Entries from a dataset
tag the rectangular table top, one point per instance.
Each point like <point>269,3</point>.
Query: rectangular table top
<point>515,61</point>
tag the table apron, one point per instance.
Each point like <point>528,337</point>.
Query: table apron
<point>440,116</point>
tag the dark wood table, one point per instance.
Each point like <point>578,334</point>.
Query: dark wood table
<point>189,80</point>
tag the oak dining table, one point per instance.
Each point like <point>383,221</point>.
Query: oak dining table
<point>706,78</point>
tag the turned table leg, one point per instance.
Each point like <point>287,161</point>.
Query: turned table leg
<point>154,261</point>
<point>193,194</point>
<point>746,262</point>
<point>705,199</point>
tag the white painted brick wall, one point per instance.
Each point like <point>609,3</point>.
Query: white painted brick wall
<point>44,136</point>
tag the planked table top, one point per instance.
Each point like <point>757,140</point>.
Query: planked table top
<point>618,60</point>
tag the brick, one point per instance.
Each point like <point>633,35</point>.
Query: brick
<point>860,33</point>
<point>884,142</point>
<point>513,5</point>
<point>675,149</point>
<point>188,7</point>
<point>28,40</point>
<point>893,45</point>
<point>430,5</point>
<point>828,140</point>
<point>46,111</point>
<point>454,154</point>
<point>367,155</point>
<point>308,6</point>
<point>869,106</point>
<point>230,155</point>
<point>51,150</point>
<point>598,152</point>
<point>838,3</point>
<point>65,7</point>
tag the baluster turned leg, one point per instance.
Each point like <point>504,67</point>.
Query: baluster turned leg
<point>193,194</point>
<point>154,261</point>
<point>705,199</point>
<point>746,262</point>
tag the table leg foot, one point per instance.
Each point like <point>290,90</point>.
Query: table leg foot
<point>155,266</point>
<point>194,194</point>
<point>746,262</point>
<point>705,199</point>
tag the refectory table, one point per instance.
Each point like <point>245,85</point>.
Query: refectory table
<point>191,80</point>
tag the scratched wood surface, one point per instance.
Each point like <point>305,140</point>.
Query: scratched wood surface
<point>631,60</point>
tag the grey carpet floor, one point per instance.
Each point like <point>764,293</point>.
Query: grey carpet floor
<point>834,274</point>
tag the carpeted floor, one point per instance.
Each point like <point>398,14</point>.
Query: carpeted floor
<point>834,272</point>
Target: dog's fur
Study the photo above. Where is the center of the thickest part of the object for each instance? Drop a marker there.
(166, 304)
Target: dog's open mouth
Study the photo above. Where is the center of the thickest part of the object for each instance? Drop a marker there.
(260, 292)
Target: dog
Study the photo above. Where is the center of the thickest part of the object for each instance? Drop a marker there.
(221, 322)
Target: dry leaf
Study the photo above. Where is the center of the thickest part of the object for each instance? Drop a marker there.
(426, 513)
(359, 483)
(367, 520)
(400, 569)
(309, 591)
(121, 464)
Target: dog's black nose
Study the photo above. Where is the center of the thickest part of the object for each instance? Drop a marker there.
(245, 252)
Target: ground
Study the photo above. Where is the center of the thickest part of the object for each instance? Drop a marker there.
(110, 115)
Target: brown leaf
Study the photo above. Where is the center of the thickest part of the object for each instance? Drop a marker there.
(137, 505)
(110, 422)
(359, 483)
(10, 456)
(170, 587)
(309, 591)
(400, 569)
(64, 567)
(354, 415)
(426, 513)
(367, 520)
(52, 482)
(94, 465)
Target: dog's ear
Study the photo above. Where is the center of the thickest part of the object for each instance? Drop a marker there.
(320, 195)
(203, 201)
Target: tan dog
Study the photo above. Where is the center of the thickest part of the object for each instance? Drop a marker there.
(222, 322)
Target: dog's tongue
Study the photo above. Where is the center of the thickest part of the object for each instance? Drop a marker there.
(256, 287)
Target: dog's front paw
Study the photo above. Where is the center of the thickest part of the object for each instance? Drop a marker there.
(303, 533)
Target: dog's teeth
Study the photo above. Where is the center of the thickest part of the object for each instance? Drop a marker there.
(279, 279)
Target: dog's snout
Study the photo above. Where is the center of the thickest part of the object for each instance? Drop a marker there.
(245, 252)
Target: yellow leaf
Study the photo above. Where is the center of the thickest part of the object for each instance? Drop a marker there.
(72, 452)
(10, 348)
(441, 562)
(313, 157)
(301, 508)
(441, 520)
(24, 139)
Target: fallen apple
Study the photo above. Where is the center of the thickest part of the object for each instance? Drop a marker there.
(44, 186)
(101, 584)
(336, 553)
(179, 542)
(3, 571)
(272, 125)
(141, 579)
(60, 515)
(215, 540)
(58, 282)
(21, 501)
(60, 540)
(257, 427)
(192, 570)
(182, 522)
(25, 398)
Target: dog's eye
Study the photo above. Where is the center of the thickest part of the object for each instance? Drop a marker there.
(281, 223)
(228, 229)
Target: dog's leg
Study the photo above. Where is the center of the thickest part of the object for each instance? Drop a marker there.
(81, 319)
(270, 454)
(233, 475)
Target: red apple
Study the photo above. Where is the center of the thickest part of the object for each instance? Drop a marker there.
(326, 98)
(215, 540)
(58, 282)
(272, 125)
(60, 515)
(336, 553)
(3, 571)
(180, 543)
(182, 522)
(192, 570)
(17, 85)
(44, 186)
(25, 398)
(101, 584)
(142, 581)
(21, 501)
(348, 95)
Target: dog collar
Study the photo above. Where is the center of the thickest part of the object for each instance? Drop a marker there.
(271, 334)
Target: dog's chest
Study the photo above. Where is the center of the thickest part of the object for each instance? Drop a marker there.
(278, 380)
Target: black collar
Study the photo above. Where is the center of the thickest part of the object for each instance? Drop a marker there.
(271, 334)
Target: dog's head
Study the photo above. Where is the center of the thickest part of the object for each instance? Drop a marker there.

What to work on: Rewrite all of the records, changing "one point per instance" to "one point for each instance" everywhere it occurs and keeping everything else the same.

In response:
tag the rectangular table top, one point for each instance.
Each point like <point>269,3</point>.
Query: rectangular table top
<point>515,61</point>
tag the table apron, one point for each instance.
Each point like <point>528,337</point>.
Query: table apron
<point>440,116</point>
tag the dark wood table, one point for each instance.
Each point like <point>578,334</point>.
Query: dark wood table
<point>189,80</point>
tag the oak dining table, one point for each instance.
Each point like <point>383,221</point>.
Query: oak dining table
<point>706,78</point>
tag the turned table leg, one point for each instance.
Each point like <point>287,161</point>.
Query: turned table leg
<point>154,261</point>
<point>193,194</point>
<point>746,262</point>
<point>705,199</point>
tag the white painted brick wall, one point for each instance.
Each point like <point>609,3</point>.
Query: white painted brick wall
<point>44,136</point>
tag the planked table top, one point for each instance.
Each point like <point>757,140</point>.
Query: planked table top
<point>618,60</point>
tag the brick, one point for each instance.
Each point like <point>633,35</point>.
Query: brick
<point>860,33</point>
<point>884,142</point>
<point>513,5</point>
<point>675,149</point>
<point>188,7</point>
<point>28,40</point>
<point>893,45</point>
<point>430,5</point>
<point>828,140</point>
<point>46,111</point>
<point>454,154</point>
<point>367,155</point>
<point>308,6</point>
<point>869,106</point>
<point>230,155</point>
<point>51,150</point>
<point>598,152</point>
<point>838,3</point>
<point>65,7</point>
tag the baluster turned leg, one point for each instance.
Each point like <point>504,67</point>.
Query: baluster turned leg
<point>193,194</point>
<point>154,261</point>
<point>705,199</point>
<point>746,262</point>
tag the table leg foot, one point for each instance.
Each point like <point>290,90</point>.
Query: table leg foot
<point>155,266</point>
<point>194,194</point>
<point>746,262</point>
<point>705,199</point>
tag the refectory table, one point for each instance.
Each point like <point>245,85</point>.
Query: refectory table
<point>191,80</point>
tag the scratched wood surface, one point for each instance.
Each point like <point>305,140</point>.
Query: scratched wood surface
<point>631,60</point>
tag the grey carpet floor, one point for each instance.
Each point like <point>764,293</point>.
Query: grey carpet floor
<point>834,274</point>
tag the carpeted floor, one point for each instance.
Each point like <point>398,14</point>.
Query: carpeted floor
<point>834,272</point>
Target: dog's fur
Study the photo above. Where is the center of the thickest part of the object for each instance? Drop a marker there.
(166, 304)
Target: dog's open mouth
Study the photo above. Where is the center of the thickest part of the object for each instance? Drop a marker there.
(260, 292)
Target: dog
Study the photo above. Where is the center of the thickest part of the object for each instance? Drop a marker there.
(221, 322)
Target: dry leaf
Study the photo above. Where is the center of the thickest part of the object for each instance? Drop a marker there.
(426, 513)
(359, 483)
(367, 520)
(400, 569)
(309, 591)
(121, 464)
Target: dog's black nose
Study the photo above. Where is the center of the thickest part of the object for each instance? Drop a marker there.
(245, 252)
Target: ground
Study the photo above. Where is the center of the thickest part of the object for each instance? Drop a marker there.
(110, 115)
Target: brown leaf
Study the photo above. Where is the center of the thickest part of the object for each instance? Drop a marker there.
(137, 505)
(110, 422)
(359, 483)
(10, 456)
(170, 587)
(309, 591)
(400, 569)
(64, 567)
(354, 415)
(426, 513)
(367, 520)
(52, 482)
(94, 465)
Target: dog's ear
Study the photo above. Where is the center of the thickest part of the object for each instance? Drop a marker there.
(320, 195)
(203, 201)
Target: tan dog
Study the photo above. Where is the center of the thickest part of the object for each instance? Drop a marker there.
(222, 322)
Target: dog's tongue
Study the photo above. Where is the center of the thickest part of the object for each instance? Drop a marker there.
(256, 287)
Target: dog's front paw
Study the photo above. Where is the center of the thickest part of the object for each instance? Drop a marker there.
(303, 533)
Target: dog's teeth
Study the photo above. Where is the center of the thickest part of the object for each instance? Drop a marker there.
(279, 279)
Target: dog's snout
Study the photo above. Where is the center of the thickest part of the object for each instance? Drop a marker there.
(245, 252)
Target: yellow leaf
Study the photo above. Where is the center of the thickest part of the object for each instance? Drop a marker there.
(72, 452)
(10, 348)
(441, 562)
(313, 157)
(301, 508)
(441, 520)
(24, 139)
Target: fallen apple
Study the photo above. Where is the center of the thickest part of the object for each instance? Drop a marker there.
(44, 186)
(101, 584)
(336, 553)
(179, 542)
(3, 571)
(272, 125)
(141, 579)
(60, 515)
(215, 540)
(58, 282)
(21, 501)
(60, 540)
(257, 427)
(192, 570)
(182, 522)
(25, 398)
Target: dog's eye
Study the photo above. Where is the center of the thickest part of the object for each instance? Drop a marker there.
(281, 223)
(228, 229)
Target: dog's leg
Study the photo above. Where is the center of the thickest part of the object for each instance? Drop a marker there.
(81, 319)
(270, 454)
(233, 475)
Target: red apple
Study the photo above. Where is the center of the thickest part of the object for each instance? Drop a marker there.
(326, 98)
(215, 540)
(58, 282)
(272, 125)
(60, 515)
(336, 553)
(3, 571)
(180, 543)
(182, 522)
(192, 570)
(17, 85)
(44, 186)
(25, 398)
(101, 584)
(142, 581)
(21, 501)
(348, 95)
Target: dog collar
Study the photo above. Where is the center of the thickest part of the object for each instance? Drop a marker there.
(271, 334)
Target: dog's chest
Study the photo above. Where is the center of the thickest part of the object for each instance? Drop a marker there.
(278, 380)
Target: black collar
Study the photo above. Where is the center of the thickest part of the object for each instance? Drop a marker there.
(271, 334)
Target: dog's head
Study the photo above. Where is the center of the thickest part of the object for each instance? Drop a marker there.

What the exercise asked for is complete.